== MATERIAL SHOWN

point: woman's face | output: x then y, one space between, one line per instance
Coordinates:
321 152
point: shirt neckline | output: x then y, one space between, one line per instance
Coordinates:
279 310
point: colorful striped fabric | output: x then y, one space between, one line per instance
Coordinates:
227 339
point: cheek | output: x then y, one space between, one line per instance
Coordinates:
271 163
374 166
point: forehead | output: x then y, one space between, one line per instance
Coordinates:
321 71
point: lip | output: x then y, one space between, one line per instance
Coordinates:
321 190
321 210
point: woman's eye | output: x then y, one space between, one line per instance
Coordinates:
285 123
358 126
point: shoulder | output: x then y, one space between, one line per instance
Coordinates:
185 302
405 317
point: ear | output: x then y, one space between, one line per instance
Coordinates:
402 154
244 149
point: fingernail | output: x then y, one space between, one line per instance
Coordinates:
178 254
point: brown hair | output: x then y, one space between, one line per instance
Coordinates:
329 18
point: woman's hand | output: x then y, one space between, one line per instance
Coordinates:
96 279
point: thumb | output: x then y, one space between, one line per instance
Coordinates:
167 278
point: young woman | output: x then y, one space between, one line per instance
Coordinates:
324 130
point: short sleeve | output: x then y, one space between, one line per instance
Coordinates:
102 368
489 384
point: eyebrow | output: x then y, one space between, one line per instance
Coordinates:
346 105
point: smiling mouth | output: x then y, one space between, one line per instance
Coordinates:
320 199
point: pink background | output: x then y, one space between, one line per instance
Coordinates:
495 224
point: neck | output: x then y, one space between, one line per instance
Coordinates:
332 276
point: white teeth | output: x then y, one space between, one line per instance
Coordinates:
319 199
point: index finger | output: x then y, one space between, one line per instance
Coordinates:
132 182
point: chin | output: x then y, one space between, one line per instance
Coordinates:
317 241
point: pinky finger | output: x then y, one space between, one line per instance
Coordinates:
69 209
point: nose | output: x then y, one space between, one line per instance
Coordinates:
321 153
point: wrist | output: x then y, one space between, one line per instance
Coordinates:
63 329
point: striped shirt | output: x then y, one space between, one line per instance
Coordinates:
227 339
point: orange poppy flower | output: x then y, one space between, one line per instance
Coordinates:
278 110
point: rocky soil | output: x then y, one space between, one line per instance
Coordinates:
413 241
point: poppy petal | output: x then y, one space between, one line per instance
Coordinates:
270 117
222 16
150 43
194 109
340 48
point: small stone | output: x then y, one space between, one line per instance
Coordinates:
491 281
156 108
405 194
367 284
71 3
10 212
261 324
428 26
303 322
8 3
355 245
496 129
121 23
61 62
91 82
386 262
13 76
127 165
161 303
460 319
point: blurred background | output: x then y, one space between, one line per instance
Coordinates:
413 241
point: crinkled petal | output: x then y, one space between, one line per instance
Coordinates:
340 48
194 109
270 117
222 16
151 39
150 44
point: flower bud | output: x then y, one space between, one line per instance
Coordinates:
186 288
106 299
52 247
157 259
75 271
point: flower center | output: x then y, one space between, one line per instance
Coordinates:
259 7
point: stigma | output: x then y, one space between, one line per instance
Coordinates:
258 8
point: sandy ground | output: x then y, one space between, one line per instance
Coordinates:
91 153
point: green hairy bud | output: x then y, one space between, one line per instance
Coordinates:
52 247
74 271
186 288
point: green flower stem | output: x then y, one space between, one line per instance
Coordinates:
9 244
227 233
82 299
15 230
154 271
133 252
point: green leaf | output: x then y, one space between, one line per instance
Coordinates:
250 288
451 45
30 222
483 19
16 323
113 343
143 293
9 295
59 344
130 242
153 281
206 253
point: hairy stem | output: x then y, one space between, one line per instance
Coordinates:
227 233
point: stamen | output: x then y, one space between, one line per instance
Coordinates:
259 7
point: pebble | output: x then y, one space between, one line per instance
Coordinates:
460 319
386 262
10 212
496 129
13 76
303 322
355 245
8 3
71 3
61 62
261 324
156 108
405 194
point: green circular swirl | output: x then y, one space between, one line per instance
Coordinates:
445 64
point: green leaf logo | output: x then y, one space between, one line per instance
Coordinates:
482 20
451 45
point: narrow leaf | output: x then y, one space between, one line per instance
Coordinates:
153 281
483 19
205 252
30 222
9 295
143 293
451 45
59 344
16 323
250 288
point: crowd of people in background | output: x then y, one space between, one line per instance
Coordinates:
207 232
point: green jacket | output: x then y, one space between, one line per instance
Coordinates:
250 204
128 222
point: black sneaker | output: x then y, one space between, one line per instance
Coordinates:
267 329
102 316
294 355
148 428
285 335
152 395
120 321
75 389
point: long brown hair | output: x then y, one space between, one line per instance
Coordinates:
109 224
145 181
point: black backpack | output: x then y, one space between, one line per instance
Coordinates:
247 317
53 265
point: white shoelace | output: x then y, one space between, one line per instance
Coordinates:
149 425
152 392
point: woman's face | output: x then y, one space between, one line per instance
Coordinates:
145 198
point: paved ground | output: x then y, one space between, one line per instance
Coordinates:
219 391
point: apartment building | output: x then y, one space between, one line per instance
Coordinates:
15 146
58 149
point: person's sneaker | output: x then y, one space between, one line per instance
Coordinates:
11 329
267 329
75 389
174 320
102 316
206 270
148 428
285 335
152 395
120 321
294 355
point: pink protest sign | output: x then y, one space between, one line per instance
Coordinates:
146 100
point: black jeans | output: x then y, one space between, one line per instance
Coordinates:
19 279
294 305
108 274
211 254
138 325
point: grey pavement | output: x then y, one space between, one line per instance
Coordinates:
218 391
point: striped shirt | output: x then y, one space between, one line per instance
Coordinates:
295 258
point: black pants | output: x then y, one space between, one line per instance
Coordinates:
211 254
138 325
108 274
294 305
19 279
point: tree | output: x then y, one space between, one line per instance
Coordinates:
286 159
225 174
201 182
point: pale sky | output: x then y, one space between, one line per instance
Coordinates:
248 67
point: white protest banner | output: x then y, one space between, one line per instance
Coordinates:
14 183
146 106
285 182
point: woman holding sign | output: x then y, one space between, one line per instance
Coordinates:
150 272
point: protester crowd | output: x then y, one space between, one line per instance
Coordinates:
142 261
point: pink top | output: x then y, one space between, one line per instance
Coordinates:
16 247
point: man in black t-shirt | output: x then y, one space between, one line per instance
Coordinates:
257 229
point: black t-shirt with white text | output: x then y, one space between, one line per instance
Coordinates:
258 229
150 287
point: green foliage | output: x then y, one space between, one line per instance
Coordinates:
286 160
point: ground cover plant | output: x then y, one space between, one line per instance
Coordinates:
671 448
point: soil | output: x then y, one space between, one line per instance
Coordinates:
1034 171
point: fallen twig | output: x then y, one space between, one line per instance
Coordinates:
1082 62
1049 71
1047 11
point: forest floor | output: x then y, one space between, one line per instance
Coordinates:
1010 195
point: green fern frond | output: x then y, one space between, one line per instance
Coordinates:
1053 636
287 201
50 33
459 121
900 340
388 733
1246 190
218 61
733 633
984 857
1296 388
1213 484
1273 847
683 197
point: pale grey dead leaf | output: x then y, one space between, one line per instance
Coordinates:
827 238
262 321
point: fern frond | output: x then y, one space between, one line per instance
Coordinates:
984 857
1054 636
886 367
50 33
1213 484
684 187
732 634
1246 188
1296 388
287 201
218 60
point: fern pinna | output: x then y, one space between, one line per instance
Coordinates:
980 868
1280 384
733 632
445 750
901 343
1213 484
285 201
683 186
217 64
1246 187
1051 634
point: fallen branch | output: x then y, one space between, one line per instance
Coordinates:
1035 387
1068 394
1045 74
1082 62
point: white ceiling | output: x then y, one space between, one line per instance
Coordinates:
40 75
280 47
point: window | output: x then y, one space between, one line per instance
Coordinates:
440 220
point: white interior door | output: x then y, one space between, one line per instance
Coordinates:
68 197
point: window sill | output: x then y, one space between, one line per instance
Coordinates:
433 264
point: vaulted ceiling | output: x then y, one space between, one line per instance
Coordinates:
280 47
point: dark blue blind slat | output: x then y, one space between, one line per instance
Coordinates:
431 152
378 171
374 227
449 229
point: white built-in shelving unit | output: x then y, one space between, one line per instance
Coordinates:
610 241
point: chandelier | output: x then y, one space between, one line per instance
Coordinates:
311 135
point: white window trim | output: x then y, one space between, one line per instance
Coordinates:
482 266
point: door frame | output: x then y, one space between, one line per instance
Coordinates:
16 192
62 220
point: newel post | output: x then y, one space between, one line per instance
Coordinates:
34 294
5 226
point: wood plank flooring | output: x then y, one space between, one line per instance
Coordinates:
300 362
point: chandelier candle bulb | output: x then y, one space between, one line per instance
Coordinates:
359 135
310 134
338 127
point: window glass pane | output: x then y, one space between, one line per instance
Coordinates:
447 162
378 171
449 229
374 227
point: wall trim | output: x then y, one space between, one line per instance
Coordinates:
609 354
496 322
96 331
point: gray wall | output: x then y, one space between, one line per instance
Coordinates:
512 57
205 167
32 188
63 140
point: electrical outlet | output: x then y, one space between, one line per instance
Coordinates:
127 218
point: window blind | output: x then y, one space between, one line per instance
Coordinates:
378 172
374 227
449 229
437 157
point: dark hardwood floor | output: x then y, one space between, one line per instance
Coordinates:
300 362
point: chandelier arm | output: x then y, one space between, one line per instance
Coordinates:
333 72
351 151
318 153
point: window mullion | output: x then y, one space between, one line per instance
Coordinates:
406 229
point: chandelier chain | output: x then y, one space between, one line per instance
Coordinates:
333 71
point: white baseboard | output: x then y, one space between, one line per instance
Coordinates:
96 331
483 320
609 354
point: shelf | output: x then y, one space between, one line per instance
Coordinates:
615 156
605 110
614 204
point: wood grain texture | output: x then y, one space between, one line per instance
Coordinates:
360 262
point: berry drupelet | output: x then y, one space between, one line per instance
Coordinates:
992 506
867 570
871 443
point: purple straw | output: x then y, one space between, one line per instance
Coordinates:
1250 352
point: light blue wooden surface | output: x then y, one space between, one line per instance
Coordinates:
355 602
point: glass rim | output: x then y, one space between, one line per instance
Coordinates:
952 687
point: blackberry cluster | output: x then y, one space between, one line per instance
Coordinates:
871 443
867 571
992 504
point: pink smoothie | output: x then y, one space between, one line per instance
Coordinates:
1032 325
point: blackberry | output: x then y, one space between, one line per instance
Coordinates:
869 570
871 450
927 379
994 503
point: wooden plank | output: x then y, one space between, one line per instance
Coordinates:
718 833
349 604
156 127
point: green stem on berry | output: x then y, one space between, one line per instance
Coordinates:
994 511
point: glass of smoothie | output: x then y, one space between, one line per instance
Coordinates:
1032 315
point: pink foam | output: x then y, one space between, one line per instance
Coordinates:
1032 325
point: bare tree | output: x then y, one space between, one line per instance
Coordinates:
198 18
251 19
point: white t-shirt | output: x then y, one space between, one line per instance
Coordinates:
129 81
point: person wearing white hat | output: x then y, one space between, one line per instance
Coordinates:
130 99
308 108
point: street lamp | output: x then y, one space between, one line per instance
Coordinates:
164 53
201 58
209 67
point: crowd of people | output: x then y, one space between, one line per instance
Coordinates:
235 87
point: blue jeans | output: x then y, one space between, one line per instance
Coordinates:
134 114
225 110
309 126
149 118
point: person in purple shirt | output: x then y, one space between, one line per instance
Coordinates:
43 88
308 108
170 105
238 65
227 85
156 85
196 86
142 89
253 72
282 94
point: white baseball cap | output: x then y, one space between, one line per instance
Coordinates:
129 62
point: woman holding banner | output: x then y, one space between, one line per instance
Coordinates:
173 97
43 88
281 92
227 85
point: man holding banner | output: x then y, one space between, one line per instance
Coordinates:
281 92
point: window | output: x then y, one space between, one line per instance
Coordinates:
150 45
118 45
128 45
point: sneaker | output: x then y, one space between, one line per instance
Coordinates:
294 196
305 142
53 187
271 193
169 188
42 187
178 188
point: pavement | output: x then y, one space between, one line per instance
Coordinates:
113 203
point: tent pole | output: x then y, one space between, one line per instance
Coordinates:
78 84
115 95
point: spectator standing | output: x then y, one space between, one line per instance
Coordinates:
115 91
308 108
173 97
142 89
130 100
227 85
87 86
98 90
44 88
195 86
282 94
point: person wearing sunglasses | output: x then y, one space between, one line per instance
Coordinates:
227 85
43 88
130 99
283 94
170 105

====

EXERCISE BRIEF: Working from the data above, extract solely the lines from the one containing "point: window mullion" through the one containing "point: white baseboard", exactly as they appear, both included.

ANSWER TO THE EXERCISE:
point: window mullion | output: x then y, one space between, one line per instance
Coordinates:
406 229
point: chandelier chain | output: x then y, one space between, one line per instance
Coordinates:
333 71
point: white baseboard | output: x then y, one space between, one line per instance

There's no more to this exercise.